Raw records:
........

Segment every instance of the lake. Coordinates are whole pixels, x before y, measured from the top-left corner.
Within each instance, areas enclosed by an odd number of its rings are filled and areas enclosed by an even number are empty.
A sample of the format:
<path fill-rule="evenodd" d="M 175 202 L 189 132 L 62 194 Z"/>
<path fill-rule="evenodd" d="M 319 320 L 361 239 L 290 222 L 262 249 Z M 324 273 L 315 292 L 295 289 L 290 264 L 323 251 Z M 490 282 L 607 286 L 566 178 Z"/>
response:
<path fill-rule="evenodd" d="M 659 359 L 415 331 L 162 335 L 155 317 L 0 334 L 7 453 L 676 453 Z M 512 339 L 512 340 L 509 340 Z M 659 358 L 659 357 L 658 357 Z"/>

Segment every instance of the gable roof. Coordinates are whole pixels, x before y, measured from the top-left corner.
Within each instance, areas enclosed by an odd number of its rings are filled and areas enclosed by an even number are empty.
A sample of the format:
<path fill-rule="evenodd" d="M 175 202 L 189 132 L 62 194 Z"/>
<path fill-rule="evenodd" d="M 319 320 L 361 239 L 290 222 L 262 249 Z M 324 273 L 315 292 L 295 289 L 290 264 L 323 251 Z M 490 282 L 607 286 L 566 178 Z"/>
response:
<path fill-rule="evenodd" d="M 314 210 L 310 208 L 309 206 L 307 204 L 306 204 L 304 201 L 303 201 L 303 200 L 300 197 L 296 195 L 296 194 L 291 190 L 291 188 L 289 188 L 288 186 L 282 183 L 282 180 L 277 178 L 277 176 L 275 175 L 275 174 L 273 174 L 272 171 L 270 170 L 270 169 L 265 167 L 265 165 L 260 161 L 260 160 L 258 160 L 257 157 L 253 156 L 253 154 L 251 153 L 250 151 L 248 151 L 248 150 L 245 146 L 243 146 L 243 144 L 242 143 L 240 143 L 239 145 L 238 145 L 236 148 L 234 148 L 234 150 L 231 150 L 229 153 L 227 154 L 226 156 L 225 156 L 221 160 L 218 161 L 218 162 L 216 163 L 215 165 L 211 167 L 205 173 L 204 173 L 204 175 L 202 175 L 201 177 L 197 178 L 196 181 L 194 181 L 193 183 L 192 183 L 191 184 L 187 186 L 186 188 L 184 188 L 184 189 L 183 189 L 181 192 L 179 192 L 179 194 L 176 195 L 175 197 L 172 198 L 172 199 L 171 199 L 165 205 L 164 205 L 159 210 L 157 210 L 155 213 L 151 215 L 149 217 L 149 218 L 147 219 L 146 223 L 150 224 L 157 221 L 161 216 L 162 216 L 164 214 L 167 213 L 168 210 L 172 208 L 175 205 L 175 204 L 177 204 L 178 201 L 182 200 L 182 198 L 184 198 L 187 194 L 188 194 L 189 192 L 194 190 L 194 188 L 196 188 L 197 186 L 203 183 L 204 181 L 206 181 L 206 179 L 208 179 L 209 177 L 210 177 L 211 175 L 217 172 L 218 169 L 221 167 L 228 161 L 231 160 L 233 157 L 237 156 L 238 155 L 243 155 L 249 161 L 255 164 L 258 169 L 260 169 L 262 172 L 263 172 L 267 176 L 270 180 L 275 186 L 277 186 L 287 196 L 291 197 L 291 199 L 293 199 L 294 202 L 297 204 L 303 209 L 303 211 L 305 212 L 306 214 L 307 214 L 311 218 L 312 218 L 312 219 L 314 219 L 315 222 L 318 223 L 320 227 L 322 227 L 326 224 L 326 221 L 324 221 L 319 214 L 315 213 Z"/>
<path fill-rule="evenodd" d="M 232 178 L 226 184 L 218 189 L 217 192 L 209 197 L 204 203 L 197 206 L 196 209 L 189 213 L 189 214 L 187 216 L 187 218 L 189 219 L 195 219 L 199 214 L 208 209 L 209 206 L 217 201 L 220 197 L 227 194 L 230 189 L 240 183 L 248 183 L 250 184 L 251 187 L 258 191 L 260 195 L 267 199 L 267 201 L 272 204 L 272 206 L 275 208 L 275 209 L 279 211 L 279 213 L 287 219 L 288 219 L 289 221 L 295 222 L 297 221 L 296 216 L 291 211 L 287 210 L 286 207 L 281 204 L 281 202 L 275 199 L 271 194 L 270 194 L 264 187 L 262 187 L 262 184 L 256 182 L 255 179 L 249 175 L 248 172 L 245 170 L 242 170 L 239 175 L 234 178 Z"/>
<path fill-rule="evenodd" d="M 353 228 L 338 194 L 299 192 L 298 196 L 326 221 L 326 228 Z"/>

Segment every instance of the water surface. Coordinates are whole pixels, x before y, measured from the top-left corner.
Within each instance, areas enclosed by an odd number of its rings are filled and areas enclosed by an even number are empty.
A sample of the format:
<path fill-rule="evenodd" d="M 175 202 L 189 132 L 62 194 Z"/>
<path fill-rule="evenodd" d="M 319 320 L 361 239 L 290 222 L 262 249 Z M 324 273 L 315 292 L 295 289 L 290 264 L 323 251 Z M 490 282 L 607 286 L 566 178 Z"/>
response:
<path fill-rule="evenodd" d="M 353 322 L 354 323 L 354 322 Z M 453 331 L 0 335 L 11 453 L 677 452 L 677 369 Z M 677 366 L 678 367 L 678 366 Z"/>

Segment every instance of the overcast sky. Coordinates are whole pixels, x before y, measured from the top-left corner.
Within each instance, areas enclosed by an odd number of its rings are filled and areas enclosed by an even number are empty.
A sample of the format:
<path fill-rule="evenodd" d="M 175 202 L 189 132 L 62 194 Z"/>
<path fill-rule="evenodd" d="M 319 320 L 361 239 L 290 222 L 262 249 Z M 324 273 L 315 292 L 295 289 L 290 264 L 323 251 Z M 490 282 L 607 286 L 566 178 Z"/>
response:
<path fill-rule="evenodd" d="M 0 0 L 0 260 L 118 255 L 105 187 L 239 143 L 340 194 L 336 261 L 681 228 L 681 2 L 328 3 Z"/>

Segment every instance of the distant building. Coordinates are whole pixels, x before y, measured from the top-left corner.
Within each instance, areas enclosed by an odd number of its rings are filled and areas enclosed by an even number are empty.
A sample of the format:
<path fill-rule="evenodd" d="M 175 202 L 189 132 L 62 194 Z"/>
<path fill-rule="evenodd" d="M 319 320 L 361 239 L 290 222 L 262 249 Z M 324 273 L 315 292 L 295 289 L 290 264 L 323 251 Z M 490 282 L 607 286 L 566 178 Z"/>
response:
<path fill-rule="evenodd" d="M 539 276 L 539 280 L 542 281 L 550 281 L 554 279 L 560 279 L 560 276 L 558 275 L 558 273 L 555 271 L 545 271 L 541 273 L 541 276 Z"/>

........

= Requirement =
Can you rewrite all the rows above so that every "whole pixels" becomes "integer pixels", leaving everything else unchanged?

= Exercise response =
Segment every instance of the lake. Coordinates are integer pixels, x before y, measured from the top-left corner.
Within each instance, areas enclosed by an odd number of its rings are filled and areas enclosed by an even number are empty.
A sample of the format:
<path fill-rule="evenodd" d="M 175 202 L 189 132 L 62 194 Z"/>
<path fill-rule="evenodd" d="M 319 320 L 361 239 L 290 222 L 262 249 Z M 324 273 L 315 292 L 295 289 L 290 264 L 323 251 Z M 490 282 L 607 286 L 566 178 Z"/>
response:
<path fill-rule="evenodd" d="M 659 359 L 415 331 L 162 335 L 155 317 L 0 334 L 7 453 L 676 453 Z M 512 339 L 512 340 L 509 340 Z M 659 358 L 659 357 L 658 357 Z"/>

Segment every instance of the gable roof. Coordinates are integer pixels, x before y, measured from the top-left corner.
Within each instance, areas enclosed by an odd number of its rings are filled and areas enclosed by an even number are empty.
A sample of the format:
<path fill-rule="evenodd" d="M 175 202 L 189 132 L 62 194 Z"/>
<path fill-rule="evenodd" d="M 319 320 L 361 239 L 290 222 L 262 249 Z M 324 273 L 315 292 L 295 289 L 290 264 L 323 251 Z M 490 282 L 607 286 L 566 178 Z"/>
response:
<path fill-rule="evenodd" d="M 314 210 L 310 208 L 309 206 L 307 204 L 306 204 L 304 201 L 303 201 L 303 200 L 300 197 L 296 195 L 296 194 L 291 190 L 291 188 L 289 188 L 288 186 L 282 183 L 282 180 L 277 178 L 277 176 L 275 175 L 275 174 L 273 174 L 272 171 L 270 170 L 270 169 L 265 167 L 265 165 L 260 161 L 260 160 L 258 160 L 257 157 L 253 156 L 253 154 L 251 153 L 250 151 L 248 151 L 248 150 L 245 146 L 243 146 L 243 144 L 242 143 L 240 143 L 239 145 L 238 145 L 236 148 L 234 148 L 234 150 L 231 150 L 229 153 L 227 154 L 226 156 L 225 156 L 221 160 L 218 161 L 218 162 L 216 163 L 215 165 L 211 167 L 205 173 L 204 173 L 204 175 L 202 175 L 201 177 L 197 178 L 196 181 L 194 181 L 193 183 L 192 183 L 191 184 L 187 186 L 186 188 L 184 188 L 184 189 L 183 189 L 181 192 L 179 192 L 179 194 L 176 195 L 175 197 L 172 198 L 172 199 L 171 199 L 165 205 L 164 205 L 159 210 L 157 210 L 155 213 L 151 215 L 149 217 L 149 218 L 147 219 L 146 223 L 150 224 L 157 221 L 161 216 L 162 216 L 164 214 L 167 213 L 168 210 L 172 208 L 175 205 L 175 204 L 177 204 L 178 201 L 182 200 L 182 198 L 184 198 L 187 194 L 188 194 L 189 192 L 194 190 L 194 188 L 196 188 L 197 186 L 203 183 L 204 181 L 206 181 L 206 179 L 208 179 L 209 177 L 210 177 L 211 175 L 217 172 L 218 169 L 221 167 L 228 161 L 231 160 L 233 157 L 237 156 L 238 155 L 243 155 L 249 161 L 255 164 L 258 169 L 260 169 L 262 172 L 263 172 L 267 176 L 270 180 L 275 186 L 277 186 L 287 196 L 291 197 L 291 199 L 293 199 L 294 202 L 297 204 L 303 209 L 303 211 L 305 212 L 306 214 L 307 214 L 311 218 L 312 218 L 312 219 L 314 219 L 315 222 L 318 223 L 320 227 L 322 227 L 326 224 L 326 221 L 324 221 L 319 214 L 315 213 Z"/>
<path fill-rule="evenodd" d="M 232 178 L 226 184 L 218 189 L 217 192 L 209 197 L 204 203 L 197 206 L 196 209 L 189 213 L 189 214 L 187 216 L 187 218 L 189 219 L 195 219 L 199 214 L 208 209 L 209 206 L 217 201 L 220 197 L 227 194 L 230 189 L 240 183 L 248 183 L 250 184 L 251 187 L 258 191 L 260 195 L 267 199 L 267 201 L 272 204 L 272 206 L 275 208 L 275 209 L 279 211 L 279 213 L 287 219 L 288 219 L 289 221 L 295 222 L 297 221 L 296 216 L 291 211 L 287 210 L 286 207 L 281 204 L 281 202 L 275 199 L 271 194 L 270 194 L 264 187 L 262 187 L 262 184 L 256 182 L 255 179 L 249 175 L 248 172 L 245 170 L 242 170 L 239 175 L 234 178 Z"/>
<path fill-rule="evenodd" d="M 353 228 L 338 194 L 299 192 L 298 196 L 326 221 L 326 228 Z"/>

Segment every instance of the water surface. Coordinates are integer pixels, x before y, measured from the top-left corner.
Within each instance, areas enclosed by an odd number of its rings are filled and areas enclosed by an even number are empty.
A sample of the format:
<path fill-rule="evenodd" d="M 175 202 L 189 132 L 62 194 Z"/>
<path fill-rule="evenodd" d="M 319 320 L 361 239 L 290 222 L 262 249 Z M 324 273 L 315 292 L 295 289 L 290 264 L 323 251 Z M 490 282 L 607 286 L 566 178 Z"/>
response:
<path fill-rule="evenodd" d="M 353 322 L 354 323 L 354 322 Z M 453 331 L 0 335 L 11 453 L 677 452 L 677 369 Z M 677 366 L 678 367 L 678 366 Z"/>

Segment every instance of the overcast sky. Coordinates are integer pixels, x before y, measured from the top-left corner.
Within each instance, areas enclosed by an odd number of its rings are filled and areas enclosed by an even number are empty.
A sample of the format:
<path fill-rule="evenodd" d="M 175 202 L 189 132 L 62 194 Z"/>
<path fill-rule="evenodd" d="M 319 320 L 361 239 L 290 222 L 262 249 Z M 324 273 L 315 292 L 295 289 L 290 264 L 323 251 Z M 490 282 L 607 286 L 566 178 Z"/>
response:
<path fill-rule="evenodd" d="M 0 0 L 0 260 L 118 255 L 105 187 L 239 143 L 340 194 L 336 261 L 681 228 L 681 2 L 328 3 Z"/>

Segment every instance of the distant building. Coordinates are integer pixels, x before y, measured from the top-left corner.
Within each instance, areas enclosed by an odd number of its rings are filled and areas enclosed by an even number are empty.
A sample of the format:
<path fill-rule="evenodd" d="M 175 202 L 189 132 L 62 194 Z"/>
<path fill-rule="evenodd" d="M 319 320 L 361 239 L 290 222 L 262 249 Z M 324 273 L 315 292 L 295 289 L 290 264 L 323 251 Z M 490 282 L 607 286 L 566 178 Z"/>
response:
<path fill-rule="evenodd" d="M 539 276 L 539 280 L 542 281 L 550 281 L 554 279 L 560 279 L 560 276 L 558 275 L 558 273 L 555 271 L 545 271 L 541 273 L 541 276 Z"/>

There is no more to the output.